**DOCUMENT PASSAGE:**

....

14 MAY 2024 – 17:35
Former president Thabo Mbeki, recently emerged from his silent retirement to support the ANC’s 2024 election campaign, refers to a “counterrevolution” in SA.
He claims it occurred after his political demise at Polokwane in 2007, when his nemesis, Jacob Zuma, won the leadership of the ANC and the presidency itself from 2009 to 2018.
A victorious revolution should usually precede counterrevolution. However, there has been no revolution in SA. It is true that some communistically inclined theorists in the ANC used the notion of a national democratic revolution during and even after the struggle years.
This notion was overtaken by the negotiation of a national accord more than 30 years ago. The process brought the liberation struggle to an end. Protracted peaceful negotiations led to the replacement of the parliamentary sovereignty of the apartheid era with the acclaimed constitutional democracy of the new dispensation.

....

**LISTED ENTRIES:**

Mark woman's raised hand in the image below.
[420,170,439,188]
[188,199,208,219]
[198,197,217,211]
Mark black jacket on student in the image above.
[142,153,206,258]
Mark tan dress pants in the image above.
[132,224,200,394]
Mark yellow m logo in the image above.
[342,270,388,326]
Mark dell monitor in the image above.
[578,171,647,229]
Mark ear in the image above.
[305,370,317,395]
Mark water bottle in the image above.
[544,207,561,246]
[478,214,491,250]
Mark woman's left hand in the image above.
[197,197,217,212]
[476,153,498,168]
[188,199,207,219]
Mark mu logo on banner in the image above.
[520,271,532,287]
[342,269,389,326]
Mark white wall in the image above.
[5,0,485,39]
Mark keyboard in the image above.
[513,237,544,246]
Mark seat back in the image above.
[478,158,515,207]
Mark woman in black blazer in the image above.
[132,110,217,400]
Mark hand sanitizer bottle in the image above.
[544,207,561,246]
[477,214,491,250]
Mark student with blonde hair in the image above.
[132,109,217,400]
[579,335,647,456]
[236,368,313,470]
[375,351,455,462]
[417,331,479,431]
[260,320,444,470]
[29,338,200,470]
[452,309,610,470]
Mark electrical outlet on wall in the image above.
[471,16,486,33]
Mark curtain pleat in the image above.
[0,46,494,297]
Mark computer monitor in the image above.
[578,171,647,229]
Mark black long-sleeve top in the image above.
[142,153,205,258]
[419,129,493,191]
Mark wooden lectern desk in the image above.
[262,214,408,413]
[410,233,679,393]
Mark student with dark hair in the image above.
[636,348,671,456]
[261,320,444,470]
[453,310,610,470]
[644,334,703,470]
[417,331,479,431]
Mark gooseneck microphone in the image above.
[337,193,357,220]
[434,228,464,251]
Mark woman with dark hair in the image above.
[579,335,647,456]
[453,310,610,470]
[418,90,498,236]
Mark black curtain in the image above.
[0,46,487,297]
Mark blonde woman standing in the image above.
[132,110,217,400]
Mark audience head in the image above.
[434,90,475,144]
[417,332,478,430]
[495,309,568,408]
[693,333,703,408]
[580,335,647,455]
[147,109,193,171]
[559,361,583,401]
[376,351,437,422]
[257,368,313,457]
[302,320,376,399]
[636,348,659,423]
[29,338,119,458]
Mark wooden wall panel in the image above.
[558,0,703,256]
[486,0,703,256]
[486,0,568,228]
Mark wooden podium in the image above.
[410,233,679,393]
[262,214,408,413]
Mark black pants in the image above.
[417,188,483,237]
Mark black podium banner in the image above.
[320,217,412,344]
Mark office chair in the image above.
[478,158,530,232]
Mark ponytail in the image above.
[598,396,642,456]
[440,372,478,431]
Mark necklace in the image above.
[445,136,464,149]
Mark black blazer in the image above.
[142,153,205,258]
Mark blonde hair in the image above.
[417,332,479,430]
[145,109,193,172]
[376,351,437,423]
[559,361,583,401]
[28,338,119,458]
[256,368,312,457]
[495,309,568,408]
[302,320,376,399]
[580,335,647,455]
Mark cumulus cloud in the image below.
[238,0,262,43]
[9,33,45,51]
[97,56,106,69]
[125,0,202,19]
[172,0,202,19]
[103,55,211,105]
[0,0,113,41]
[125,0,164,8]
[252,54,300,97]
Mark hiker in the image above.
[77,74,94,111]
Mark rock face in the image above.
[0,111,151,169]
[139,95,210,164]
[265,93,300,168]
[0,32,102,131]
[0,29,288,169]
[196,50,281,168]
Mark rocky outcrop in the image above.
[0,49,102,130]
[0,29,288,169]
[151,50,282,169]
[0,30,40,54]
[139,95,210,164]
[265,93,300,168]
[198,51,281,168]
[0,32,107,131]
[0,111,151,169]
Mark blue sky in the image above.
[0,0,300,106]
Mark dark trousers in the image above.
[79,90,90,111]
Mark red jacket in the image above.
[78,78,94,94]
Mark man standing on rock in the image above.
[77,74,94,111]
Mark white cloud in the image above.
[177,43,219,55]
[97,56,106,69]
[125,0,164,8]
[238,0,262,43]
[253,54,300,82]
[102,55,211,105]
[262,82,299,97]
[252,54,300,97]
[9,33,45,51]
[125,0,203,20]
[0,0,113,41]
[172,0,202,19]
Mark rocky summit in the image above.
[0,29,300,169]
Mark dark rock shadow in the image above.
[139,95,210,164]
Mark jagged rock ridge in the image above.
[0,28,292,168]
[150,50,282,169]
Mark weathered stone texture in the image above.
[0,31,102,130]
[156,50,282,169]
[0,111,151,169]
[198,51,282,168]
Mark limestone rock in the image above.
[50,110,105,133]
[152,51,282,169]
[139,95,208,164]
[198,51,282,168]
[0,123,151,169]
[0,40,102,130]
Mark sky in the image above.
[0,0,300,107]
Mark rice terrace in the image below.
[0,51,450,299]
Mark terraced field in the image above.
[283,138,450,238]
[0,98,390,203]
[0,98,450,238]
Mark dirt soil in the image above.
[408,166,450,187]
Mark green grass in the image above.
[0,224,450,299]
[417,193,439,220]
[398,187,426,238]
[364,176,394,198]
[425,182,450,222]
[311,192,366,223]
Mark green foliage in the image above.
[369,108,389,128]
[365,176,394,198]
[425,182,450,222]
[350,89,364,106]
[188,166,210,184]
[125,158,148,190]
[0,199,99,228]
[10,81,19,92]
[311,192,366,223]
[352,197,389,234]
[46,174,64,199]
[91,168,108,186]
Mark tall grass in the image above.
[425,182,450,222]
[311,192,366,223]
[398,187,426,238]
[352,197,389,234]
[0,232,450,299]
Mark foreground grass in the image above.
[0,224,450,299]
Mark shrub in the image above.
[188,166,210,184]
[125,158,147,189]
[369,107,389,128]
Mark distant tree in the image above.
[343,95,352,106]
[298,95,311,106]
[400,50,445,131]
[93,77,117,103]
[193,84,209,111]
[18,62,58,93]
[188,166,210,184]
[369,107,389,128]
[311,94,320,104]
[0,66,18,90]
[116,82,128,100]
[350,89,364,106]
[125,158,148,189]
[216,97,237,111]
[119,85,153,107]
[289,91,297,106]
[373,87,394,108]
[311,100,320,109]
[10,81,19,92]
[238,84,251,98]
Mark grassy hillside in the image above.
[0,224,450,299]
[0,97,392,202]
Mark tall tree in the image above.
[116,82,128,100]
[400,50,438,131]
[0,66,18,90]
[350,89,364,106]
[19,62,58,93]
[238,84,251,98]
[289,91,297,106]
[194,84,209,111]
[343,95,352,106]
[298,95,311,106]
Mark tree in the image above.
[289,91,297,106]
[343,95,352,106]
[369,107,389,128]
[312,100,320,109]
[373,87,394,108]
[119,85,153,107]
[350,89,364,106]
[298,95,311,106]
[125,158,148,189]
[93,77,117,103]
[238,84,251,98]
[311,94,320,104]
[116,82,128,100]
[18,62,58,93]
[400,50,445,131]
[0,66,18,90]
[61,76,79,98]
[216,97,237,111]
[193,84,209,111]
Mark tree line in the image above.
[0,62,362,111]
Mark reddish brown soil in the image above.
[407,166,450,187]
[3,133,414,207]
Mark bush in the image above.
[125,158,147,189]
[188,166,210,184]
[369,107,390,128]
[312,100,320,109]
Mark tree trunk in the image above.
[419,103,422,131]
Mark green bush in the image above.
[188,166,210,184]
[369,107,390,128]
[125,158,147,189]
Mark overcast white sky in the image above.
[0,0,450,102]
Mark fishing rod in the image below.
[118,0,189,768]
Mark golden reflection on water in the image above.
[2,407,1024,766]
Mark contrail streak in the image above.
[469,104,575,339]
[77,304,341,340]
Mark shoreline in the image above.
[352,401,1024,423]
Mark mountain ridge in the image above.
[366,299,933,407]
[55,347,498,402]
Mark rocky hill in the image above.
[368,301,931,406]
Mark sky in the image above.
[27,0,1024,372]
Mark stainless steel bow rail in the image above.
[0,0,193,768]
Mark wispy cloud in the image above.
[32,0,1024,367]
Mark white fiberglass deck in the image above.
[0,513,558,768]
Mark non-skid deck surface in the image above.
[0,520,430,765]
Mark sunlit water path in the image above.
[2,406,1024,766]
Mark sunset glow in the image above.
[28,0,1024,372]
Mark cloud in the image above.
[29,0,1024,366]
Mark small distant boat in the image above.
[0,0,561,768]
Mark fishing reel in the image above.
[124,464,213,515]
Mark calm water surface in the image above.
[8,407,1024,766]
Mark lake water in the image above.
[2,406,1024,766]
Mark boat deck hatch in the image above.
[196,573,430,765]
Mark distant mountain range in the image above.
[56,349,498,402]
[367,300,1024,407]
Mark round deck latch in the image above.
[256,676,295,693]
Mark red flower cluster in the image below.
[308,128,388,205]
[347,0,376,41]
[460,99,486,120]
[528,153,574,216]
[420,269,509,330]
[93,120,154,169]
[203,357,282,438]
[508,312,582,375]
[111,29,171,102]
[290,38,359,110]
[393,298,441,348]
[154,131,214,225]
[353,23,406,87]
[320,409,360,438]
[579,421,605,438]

....

Render into French this sentence from the commentary on South African politics: "A victorious revolution should usually precede counterrevolution."

**SOLUTION FOR THIS TASK:** Une révolution victorieuse devrait normalement précéder une contre-révolution.